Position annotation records
--- BEGIN ---

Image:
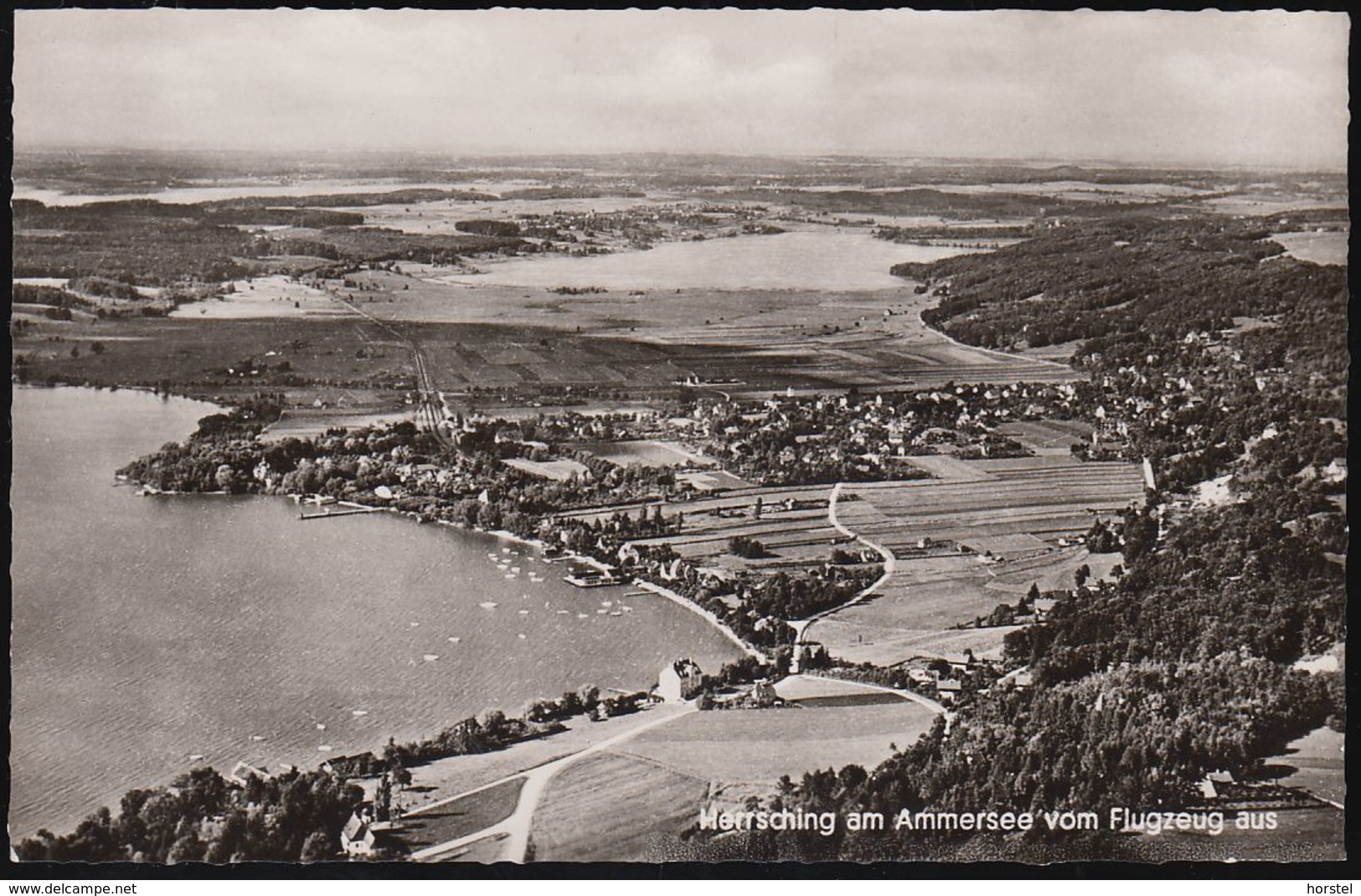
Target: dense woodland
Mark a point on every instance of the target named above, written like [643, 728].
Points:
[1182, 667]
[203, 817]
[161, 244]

--- END ---
--- BEGIN ---

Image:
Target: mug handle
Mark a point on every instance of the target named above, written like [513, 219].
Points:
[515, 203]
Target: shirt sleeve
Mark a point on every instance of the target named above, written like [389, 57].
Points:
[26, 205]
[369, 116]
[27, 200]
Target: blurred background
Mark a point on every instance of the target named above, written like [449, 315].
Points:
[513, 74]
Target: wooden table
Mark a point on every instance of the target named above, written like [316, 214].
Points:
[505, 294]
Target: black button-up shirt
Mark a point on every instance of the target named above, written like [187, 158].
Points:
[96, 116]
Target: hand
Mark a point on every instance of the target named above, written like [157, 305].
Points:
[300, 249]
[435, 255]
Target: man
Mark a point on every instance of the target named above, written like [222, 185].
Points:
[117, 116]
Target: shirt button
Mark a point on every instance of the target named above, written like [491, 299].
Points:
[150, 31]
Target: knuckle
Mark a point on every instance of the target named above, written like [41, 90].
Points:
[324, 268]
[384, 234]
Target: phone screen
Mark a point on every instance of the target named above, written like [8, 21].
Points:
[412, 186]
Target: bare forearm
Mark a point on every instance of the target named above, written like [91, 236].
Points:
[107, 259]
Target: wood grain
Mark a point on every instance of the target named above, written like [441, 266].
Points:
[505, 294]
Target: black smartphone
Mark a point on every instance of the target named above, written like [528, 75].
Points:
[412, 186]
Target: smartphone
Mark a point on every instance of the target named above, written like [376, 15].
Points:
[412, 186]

--- END ---

(Exercise requirements): Pick out and copy every line in the items above that contains the word "black".

(Task result):
Target: black button-up shirt
Target: black smartphone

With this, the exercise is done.